Dataset entries:
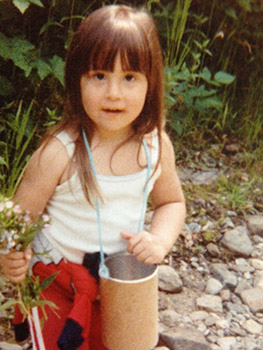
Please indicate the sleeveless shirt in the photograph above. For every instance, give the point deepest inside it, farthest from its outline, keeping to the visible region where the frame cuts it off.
(74, 231)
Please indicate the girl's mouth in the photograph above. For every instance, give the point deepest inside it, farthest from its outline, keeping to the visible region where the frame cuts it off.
(112, 111)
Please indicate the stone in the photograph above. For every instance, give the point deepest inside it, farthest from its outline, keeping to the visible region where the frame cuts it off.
(256, 263)
(227, 343)
(169, 280)
(210, 303)
(213, 249)
(237, 241)
(227, 278)
(252, 327)
(253, 298)
(213, 286)
(185, 339)
(255, 224)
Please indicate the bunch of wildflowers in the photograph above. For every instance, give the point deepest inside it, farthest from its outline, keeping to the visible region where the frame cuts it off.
(17, 231)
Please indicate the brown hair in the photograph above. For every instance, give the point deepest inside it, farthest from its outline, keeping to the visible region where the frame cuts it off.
(100, 37)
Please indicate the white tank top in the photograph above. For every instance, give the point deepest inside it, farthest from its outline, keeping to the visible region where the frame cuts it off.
(74, 230)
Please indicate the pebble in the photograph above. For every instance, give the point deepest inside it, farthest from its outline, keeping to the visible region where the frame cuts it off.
(226, 305)
(208, 301)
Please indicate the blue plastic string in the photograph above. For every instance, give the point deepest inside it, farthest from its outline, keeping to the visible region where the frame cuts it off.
(103, 269)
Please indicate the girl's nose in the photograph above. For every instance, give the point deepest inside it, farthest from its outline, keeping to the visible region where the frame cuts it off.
(114, 90)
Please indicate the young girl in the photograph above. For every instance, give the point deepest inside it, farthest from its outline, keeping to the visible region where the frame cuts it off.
(114, 107)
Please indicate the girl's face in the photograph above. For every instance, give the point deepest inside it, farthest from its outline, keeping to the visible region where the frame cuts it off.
(113, 100)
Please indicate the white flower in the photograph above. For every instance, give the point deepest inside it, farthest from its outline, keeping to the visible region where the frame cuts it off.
(9, 205)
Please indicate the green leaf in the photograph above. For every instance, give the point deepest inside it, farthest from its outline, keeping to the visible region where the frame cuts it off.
(205, 74)
(46, 283)
(8, 304)
(2, 161)
(22, 5)
(231, 12)
(37, 2)
(20, 51)
(6, 88)
(43, 68)
(57, 66)
(224, 78)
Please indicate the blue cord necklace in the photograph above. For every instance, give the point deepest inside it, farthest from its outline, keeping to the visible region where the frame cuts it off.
(103, 269)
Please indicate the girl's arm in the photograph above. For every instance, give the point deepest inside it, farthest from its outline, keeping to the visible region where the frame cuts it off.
(169, 213)
(43, 173)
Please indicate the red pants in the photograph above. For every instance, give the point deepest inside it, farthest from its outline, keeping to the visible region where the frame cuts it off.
(73, 292)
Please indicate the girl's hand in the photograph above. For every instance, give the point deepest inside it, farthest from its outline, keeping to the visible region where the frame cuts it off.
(147, 247)
(15, 265)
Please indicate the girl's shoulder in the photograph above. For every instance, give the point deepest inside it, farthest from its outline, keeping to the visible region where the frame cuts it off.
(153, 139)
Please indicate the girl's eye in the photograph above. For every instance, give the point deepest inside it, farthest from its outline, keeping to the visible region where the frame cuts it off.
(130, 77)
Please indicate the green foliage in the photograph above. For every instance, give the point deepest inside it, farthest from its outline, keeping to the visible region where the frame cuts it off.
(17, 132)
(192, 95)
(23, 5)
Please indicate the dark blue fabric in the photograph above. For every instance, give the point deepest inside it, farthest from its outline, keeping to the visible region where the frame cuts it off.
(70, 338)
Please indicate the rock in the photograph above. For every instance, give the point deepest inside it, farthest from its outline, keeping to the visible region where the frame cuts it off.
(169, 280)
(185, 339)
(210, 303)
(237, 241)
(221, 273)
(169, 317)
(213, 286)
(227, 343)
(255, 224)
(213, 249)
(256, 263)
(252, 327)
(253, 298)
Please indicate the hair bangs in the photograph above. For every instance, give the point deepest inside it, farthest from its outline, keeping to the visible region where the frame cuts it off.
(131, 47)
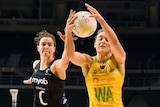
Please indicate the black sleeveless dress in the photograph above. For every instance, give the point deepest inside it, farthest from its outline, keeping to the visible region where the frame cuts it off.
(48, 89)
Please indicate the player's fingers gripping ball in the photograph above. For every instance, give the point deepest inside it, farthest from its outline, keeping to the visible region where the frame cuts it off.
(85, 25)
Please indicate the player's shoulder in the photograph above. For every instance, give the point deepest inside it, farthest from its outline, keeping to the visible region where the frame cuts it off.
(35, 63)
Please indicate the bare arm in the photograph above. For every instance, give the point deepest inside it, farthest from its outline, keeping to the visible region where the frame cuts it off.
(117, 49)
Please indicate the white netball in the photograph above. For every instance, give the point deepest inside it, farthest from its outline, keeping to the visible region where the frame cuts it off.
(85, 25)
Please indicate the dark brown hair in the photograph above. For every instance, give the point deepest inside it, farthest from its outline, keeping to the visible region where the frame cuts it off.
(42, 34)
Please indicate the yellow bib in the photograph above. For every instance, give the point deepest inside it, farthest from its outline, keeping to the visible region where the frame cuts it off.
(104, 86)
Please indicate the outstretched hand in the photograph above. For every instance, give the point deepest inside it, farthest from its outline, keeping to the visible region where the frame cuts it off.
(69, 26)
(94, 12)
(63, 36)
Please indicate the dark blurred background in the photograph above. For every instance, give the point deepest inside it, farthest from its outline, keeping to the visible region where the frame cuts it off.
(136, 22)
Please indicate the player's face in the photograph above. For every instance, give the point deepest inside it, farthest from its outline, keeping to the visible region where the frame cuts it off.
(46, 47)
(102, 44)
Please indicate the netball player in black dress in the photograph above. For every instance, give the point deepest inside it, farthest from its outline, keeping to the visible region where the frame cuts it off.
(48, 78)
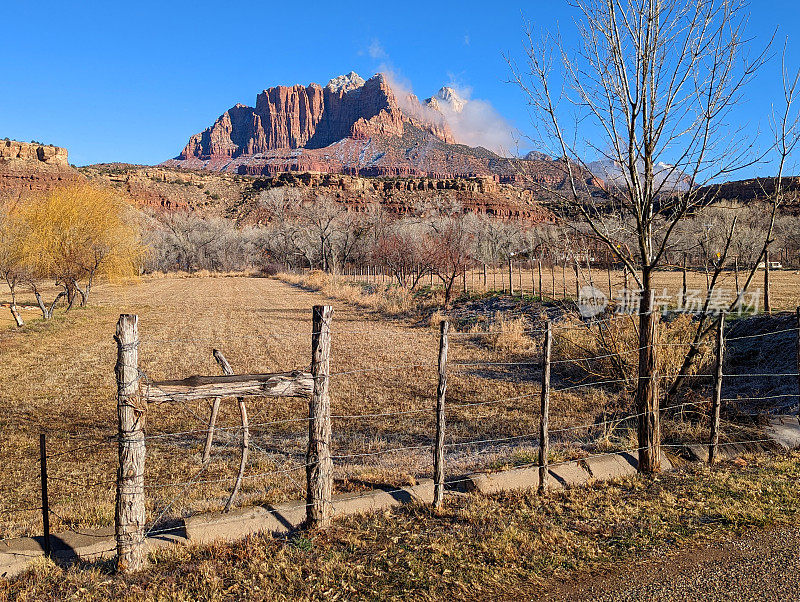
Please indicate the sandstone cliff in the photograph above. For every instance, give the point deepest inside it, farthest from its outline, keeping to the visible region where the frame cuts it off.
(26, 167)
(236, 196)
(309, 117)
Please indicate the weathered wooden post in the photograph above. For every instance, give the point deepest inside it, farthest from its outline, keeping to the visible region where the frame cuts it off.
(797, 345)
(228, 371)
(544, 435)
(684, 285)
(716, 402)
(767, 301)
(438, 452)
(212, 421)
(577, 280)
(45, 501)
(131, 412)
(319, 464)
(533, 280)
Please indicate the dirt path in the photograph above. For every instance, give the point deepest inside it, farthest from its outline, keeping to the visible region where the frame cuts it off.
(758, 566)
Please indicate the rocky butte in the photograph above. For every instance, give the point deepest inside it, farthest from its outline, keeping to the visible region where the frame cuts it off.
(26, 167)
(354, 127)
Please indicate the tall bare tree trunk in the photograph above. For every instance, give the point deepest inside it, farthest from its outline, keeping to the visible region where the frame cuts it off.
(647, 387)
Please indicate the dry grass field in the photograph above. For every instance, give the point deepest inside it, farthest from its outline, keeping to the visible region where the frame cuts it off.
(784, 287)
(515, 546)
(57, 378)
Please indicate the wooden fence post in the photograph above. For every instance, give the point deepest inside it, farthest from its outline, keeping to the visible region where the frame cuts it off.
(210, 432)
(544, 435)
(131, 412)
(319, 469)
(716, 402)
(438, 452)
(228, 371)
(45, 501)
(767, 301)
(797, 364)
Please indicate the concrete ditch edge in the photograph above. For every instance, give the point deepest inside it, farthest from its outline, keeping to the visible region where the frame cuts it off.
(17, 555)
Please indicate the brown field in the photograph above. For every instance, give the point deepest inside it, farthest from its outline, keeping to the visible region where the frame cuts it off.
(784, 284)
(58, 378)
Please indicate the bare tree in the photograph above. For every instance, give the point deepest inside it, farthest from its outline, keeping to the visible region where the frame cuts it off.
(653, 81)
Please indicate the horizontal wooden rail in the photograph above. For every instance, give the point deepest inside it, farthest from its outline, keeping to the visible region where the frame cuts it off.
(283, 384)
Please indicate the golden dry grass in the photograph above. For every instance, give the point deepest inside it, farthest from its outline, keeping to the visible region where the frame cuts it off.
(58, 377)
(785, 284)
(514, 546)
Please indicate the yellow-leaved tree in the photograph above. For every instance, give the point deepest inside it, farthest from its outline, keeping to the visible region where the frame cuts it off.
(76, 234)
(12, 260)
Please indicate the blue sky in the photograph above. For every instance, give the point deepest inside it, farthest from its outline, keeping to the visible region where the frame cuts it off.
(131, 81)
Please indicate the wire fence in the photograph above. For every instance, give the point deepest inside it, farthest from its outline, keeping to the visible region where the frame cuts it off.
(485, 431)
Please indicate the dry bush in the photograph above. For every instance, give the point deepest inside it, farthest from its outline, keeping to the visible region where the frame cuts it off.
(507, 335)
(389, 299)
(436, 319)
(615, 345)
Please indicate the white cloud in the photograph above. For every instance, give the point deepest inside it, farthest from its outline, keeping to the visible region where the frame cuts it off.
(477, 124)
(376, 50)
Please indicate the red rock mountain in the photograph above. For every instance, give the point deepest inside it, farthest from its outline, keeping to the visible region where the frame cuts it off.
(352, 127)
(30, 166)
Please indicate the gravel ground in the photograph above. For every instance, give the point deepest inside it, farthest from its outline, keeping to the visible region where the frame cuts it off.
(759, 566)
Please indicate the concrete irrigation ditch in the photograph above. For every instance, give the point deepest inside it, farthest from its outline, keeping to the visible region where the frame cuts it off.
(781, 434)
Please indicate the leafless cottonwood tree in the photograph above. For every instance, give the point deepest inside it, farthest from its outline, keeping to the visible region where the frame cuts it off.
(650, 89)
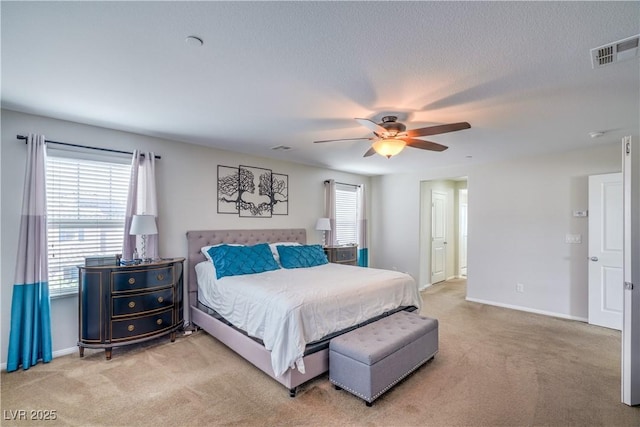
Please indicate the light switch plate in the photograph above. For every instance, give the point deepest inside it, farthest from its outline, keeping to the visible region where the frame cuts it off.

◆ The problem:
If a line falls between the one containing "Please indicate the leafless" and the last line of the entries above, both included, reproduce it exactly; leave the pictures out.

◆ Response area:
Please indicate the leafless cottonwood tree in the photograph above. For every instance, give the point deepest inside it, farthest from its outline, keeping to the visible region where the frame cuts it off.
(650, 89)
Please indicate the light switch plate in the photograph above. For every instance, give the point deepest inside it, farthest from its outline, keeping to the visible region where the frame cuts it off.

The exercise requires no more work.